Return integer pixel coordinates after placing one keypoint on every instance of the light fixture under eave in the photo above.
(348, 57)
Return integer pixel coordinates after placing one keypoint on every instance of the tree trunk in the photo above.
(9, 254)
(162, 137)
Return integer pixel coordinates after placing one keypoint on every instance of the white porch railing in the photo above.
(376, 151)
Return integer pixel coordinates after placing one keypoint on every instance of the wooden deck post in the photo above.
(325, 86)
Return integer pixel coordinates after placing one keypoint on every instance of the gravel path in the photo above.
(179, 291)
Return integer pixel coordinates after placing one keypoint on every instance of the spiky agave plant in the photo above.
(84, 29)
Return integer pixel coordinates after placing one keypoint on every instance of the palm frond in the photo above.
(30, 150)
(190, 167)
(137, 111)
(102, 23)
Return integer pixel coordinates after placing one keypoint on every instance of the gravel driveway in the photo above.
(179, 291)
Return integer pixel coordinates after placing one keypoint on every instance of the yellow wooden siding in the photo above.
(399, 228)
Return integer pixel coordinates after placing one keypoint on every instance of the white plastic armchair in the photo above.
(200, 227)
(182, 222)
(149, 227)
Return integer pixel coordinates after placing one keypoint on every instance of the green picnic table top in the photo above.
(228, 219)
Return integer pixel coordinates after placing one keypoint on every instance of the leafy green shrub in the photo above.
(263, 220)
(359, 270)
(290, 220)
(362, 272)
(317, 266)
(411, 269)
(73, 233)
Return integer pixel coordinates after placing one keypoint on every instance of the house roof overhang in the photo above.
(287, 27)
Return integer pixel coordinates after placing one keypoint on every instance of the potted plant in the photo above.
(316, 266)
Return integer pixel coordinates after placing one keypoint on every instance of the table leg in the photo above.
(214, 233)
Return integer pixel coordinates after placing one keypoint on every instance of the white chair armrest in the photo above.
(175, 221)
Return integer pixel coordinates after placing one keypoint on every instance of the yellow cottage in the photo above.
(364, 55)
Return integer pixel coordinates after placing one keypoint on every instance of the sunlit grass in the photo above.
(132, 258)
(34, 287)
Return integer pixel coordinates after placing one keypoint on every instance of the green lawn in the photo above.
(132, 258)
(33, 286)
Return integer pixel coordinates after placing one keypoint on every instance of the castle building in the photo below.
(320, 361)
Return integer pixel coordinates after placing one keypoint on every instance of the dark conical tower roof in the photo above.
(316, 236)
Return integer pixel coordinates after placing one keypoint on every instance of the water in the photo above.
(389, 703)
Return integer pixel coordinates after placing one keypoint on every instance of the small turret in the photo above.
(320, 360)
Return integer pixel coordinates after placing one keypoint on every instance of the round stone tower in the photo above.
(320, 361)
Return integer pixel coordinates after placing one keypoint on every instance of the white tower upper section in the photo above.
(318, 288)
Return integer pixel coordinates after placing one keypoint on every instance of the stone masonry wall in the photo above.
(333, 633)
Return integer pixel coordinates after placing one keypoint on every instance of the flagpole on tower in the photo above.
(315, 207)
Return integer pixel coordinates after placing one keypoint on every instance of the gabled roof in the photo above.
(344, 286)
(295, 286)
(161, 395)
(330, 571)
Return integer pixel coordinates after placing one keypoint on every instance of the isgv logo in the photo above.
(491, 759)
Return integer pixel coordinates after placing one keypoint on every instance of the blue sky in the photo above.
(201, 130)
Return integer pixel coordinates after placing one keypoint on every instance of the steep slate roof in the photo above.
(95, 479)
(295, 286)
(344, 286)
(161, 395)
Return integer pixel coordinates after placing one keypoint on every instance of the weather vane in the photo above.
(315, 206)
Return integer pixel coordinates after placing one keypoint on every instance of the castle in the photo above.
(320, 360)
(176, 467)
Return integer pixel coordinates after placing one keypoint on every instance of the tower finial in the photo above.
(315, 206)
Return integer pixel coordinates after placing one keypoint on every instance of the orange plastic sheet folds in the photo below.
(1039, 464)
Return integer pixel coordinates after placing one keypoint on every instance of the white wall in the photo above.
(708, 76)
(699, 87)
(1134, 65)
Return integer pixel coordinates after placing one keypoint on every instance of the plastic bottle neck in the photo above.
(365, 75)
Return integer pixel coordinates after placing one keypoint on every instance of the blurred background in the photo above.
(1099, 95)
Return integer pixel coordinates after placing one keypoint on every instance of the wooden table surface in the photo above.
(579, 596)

····················

● EXERCISE AIM
Exactly reproduce the lines from the one containing "white wall in the photo above." through the end of the records, and only those lines.

● RESPONSE BELOW
Return integer pixel coordinates after placing one keypoint on every instance of the white wall in the photo above.
(708, 76)
(699, 87)
(1134, 65)
Return integer pixel coordinates after placing one keypoint on every instance of the plastic bottle neck in the photo above.
(365, 75)
Return integer pixel coordinates after placing one keypoint on every instance of the blurred background in the photo above.
(1099, 95)
Return integer pixel coordinates after placing one keypoint on every instance of the wooden table surface in the photo above.
(579, 596)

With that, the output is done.